指定された依頼 1
後に続くデータ行のうち、「the woman's face」を含む行から「pixel 214 306」を含む行までだけを、1行を1つの文字列とするJSON配列に整えよ。空行は含めないこと。

★ ★ ★ ★ ★ ★ ★

ジョージ・クルーニー演じる大統領候補も、ライアン・ゴズリングが演じる若き選挙参謀も、高い志を持って、政治に取り組み始めるのだけれど、実際に選挙に勝つためには、きれい事では済まなくなっていく。考えさせられるところも多いけれど、テンポの良い展開にハラハラしながら引っ張られていくことになる、よくできたエンターテイメントとなっている。オススメです。

『フリューゲルの動く絵』
一転して、とてもアート的な映画。
中世最後期の画家、ブリューゲルの絵のモデルに多くの民衆をかり出している聖書の世界を再現させるという設定。16世紀に描かれた「十字架を担うキリスト」のシーンが再現されている。摩訶不思議な寓話の世界と謳われているけれど、寓話と言うよりは、芸術家の妄執を感じた。そして画面が非常に美しいのが印象的だった。

★ ★ ★ ★ ★ ★ ★

指定された依頼 2
映画評の「ジョージ・クルーニー演じる大」から「一転して、とてもアート的な映画。」までを、一字も変えずに書き写せ。

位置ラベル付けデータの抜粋
★ ★ ★ ★ ★ ★ ★

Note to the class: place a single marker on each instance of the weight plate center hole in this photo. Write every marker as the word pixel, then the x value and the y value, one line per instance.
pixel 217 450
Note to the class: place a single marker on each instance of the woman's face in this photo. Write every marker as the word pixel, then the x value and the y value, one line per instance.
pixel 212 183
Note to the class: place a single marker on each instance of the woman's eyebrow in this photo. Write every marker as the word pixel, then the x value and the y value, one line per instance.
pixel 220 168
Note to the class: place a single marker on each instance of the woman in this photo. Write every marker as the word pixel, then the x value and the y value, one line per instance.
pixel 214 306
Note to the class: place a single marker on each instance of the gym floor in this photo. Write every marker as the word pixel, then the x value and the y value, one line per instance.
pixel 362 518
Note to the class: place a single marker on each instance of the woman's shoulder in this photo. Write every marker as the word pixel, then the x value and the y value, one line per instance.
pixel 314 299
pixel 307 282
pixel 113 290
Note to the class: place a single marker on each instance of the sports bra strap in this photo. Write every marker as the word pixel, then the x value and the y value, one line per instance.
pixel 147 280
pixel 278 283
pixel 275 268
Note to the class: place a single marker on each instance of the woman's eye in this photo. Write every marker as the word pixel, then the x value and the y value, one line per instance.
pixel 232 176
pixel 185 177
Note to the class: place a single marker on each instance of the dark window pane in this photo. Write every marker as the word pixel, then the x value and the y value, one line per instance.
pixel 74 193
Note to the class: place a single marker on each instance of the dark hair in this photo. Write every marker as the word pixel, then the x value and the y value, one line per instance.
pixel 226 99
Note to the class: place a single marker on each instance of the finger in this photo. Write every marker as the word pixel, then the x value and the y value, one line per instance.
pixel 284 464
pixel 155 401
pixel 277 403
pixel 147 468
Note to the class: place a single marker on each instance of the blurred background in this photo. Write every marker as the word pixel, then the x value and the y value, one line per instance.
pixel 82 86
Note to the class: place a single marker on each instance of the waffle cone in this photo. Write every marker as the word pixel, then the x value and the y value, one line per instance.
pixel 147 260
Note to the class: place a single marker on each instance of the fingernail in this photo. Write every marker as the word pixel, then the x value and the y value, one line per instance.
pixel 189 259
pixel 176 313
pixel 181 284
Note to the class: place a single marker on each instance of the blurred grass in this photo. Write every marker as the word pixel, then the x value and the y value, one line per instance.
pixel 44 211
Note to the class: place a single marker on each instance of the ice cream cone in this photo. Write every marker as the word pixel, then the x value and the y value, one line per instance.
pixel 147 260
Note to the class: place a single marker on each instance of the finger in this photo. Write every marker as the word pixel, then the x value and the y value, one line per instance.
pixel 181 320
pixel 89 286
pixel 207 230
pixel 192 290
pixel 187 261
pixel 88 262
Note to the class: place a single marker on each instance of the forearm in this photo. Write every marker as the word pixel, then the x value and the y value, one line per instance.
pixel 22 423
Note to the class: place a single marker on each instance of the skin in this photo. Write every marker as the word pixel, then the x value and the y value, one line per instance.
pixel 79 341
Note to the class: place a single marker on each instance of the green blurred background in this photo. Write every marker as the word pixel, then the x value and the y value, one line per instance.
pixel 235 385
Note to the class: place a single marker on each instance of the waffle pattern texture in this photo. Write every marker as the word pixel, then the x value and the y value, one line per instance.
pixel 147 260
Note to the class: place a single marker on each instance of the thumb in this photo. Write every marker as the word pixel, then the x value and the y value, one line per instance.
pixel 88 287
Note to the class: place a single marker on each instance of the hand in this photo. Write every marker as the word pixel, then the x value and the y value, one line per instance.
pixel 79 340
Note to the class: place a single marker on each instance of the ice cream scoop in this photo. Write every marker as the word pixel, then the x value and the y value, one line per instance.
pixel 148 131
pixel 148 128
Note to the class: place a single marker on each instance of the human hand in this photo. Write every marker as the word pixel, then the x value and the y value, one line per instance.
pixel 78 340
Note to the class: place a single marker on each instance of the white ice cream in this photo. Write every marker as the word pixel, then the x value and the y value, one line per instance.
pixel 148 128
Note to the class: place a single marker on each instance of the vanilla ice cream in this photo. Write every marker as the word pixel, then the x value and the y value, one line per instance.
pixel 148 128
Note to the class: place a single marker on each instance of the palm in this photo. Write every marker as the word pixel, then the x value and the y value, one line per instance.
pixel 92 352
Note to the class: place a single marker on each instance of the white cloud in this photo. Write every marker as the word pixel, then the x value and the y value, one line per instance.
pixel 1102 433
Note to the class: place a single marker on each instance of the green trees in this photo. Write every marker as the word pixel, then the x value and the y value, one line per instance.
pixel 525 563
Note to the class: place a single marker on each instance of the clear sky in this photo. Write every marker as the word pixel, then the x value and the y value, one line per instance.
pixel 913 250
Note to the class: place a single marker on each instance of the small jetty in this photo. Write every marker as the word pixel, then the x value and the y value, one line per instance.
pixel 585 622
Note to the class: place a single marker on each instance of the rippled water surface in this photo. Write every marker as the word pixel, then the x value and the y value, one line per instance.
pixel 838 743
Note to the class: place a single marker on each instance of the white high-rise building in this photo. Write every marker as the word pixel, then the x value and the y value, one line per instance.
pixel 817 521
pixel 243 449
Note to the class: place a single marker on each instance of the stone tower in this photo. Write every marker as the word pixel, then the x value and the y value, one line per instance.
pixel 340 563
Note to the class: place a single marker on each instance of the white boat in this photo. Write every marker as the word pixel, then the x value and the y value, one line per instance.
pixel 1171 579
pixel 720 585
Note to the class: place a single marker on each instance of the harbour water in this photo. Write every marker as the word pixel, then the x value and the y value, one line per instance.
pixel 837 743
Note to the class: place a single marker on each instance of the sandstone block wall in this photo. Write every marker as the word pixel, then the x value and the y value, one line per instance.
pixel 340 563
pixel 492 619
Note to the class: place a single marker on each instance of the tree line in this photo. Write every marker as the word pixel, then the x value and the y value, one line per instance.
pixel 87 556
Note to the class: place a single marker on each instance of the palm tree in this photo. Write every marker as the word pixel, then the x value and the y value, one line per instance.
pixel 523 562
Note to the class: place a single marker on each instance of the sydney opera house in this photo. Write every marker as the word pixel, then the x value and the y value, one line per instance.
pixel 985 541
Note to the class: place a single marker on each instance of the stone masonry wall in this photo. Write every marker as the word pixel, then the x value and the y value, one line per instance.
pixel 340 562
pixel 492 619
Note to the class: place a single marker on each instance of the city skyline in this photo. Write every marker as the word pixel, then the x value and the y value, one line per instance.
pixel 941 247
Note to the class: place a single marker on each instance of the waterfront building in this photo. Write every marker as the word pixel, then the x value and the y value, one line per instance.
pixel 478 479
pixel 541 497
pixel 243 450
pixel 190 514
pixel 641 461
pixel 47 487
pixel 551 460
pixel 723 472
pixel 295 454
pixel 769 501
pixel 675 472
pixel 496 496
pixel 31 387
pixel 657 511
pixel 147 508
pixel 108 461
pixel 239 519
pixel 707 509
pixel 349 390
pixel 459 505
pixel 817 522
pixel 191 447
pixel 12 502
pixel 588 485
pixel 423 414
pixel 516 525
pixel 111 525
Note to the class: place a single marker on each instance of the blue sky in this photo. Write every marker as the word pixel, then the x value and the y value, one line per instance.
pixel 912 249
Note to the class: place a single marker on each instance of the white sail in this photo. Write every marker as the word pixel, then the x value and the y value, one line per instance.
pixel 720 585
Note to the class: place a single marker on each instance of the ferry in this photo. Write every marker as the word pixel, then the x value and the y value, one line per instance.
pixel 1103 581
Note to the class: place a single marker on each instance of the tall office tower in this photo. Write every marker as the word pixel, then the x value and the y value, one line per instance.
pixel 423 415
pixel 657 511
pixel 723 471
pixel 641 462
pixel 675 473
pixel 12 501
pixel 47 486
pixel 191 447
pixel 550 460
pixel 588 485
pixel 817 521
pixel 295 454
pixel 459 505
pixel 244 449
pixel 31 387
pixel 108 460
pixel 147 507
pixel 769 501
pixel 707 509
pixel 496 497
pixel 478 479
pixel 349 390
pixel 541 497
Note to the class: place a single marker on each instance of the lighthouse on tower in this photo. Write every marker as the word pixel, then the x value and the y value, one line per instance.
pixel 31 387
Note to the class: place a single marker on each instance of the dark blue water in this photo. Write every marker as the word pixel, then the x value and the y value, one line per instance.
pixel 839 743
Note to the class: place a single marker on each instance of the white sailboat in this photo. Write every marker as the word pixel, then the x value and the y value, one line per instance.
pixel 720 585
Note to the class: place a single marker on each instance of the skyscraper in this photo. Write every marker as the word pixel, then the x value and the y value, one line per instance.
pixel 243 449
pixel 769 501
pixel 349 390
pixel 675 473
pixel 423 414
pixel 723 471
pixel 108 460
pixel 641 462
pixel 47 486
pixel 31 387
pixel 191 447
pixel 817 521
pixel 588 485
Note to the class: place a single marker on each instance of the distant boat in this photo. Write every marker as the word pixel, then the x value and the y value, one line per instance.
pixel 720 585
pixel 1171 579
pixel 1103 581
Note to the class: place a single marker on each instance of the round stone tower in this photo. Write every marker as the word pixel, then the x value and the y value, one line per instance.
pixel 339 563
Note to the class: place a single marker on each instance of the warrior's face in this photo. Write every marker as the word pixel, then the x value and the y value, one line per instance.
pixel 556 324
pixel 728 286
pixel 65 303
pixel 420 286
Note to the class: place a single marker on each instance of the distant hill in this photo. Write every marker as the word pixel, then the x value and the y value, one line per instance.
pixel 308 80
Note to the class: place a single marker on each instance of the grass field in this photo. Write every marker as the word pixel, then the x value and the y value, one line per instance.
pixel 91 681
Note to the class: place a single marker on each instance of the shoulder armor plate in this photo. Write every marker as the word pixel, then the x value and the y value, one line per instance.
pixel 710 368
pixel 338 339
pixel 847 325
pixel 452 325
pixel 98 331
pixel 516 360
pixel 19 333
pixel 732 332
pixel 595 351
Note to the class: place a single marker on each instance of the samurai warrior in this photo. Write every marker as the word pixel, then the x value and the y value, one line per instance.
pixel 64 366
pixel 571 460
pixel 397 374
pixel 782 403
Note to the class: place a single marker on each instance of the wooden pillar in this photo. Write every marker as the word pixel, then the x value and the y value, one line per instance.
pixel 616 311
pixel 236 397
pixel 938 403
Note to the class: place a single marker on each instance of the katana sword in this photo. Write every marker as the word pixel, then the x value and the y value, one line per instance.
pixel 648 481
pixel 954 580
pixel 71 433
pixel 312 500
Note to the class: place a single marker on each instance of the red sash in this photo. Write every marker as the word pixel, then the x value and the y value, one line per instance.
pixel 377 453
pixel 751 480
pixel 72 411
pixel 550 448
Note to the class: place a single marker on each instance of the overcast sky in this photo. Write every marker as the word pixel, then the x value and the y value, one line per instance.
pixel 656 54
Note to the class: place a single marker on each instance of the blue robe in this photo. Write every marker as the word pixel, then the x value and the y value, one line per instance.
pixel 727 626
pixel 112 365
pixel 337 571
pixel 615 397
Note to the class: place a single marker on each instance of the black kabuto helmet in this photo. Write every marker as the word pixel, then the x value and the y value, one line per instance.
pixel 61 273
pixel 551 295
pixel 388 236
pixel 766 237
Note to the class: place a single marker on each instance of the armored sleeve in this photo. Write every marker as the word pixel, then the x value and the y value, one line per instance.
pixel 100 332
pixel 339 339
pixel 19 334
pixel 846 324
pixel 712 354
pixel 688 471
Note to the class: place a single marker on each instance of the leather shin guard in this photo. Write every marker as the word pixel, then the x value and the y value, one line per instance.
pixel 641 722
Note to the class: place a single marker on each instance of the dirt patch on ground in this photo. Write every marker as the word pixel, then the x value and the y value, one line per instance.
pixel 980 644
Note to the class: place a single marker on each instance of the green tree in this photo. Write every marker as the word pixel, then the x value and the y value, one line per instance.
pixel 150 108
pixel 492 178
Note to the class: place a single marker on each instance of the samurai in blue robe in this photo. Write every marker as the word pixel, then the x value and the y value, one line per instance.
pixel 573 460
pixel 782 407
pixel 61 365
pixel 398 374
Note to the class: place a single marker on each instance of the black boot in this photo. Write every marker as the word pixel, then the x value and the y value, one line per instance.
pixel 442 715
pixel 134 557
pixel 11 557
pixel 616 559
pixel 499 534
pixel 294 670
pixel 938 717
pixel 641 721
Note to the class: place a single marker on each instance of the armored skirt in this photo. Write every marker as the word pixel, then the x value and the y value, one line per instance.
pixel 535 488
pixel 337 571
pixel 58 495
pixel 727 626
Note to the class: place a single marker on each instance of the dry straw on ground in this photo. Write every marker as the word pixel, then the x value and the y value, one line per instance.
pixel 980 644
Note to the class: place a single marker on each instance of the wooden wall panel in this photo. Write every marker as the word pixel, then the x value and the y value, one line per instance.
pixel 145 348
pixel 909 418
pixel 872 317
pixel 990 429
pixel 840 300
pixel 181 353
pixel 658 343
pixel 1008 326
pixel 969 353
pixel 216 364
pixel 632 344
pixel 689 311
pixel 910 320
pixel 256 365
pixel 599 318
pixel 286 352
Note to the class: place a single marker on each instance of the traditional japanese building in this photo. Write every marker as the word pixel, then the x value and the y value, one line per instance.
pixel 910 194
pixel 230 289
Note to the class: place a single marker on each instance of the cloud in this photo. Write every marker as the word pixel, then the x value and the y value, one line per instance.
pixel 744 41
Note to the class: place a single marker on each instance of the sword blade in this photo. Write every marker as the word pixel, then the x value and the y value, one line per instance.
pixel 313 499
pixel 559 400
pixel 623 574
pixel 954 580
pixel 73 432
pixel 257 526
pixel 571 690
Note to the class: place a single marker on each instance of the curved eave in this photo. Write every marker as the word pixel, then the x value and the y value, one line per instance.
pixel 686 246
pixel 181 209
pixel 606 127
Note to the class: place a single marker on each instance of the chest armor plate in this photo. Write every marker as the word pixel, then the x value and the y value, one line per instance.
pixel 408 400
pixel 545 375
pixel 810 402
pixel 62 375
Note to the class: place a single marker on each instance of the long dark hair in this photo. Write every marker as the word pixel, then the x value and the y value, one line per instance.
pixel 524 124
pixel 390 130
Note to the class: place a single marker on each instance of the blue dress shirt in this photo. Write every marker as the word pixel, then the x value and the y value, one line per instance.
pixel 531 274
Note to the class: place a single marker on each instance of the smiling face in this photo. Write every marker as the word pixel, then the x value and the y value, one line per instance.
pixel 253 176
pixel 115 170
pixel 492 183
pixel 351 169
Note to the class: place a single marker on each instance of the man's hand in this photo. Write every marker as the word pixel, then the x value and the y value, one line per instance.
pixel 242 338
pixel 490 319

★ ★ ★ ★ ★ ★ ★

完全な出力 1
[
  "Note to the class: place a single marker on each instance of the woman's face in this photo. Write every marker as the word pixel, then the x value and the y value, one line per instance.",
  "pixel 212 183",
  "Note to the class: place a single marker on each instance of the woman's eyebrow in this photo. Write every marker as the word pixel, then the x value and the y value, one line per instance.",
  "pixel 220 168",
  "Note to the class: place a single marker on each instance of the woman in this photo. Write every marker as the word pixel, then the x value and the y value, one line per instance.",
  "pixel 214 306"
]

完全な出力 2
ジョージ・クルーニー演じる大統領候補も、ライアン・ゴズリングが演じる若き選挙参謀も、高い志を持って、政治に取り組み始めるのだけれど、実際に選挙に勝つためには、きれい事では済まなくなっていく。考えさせられるところも多いけれど、テンポの良い展開にハラハラしながら引っ張られていくことになる、よくできたエンターテイメントとなっている。オススメです。

『フリューゲルの動く絵』
一転して、とてもアート的な映画。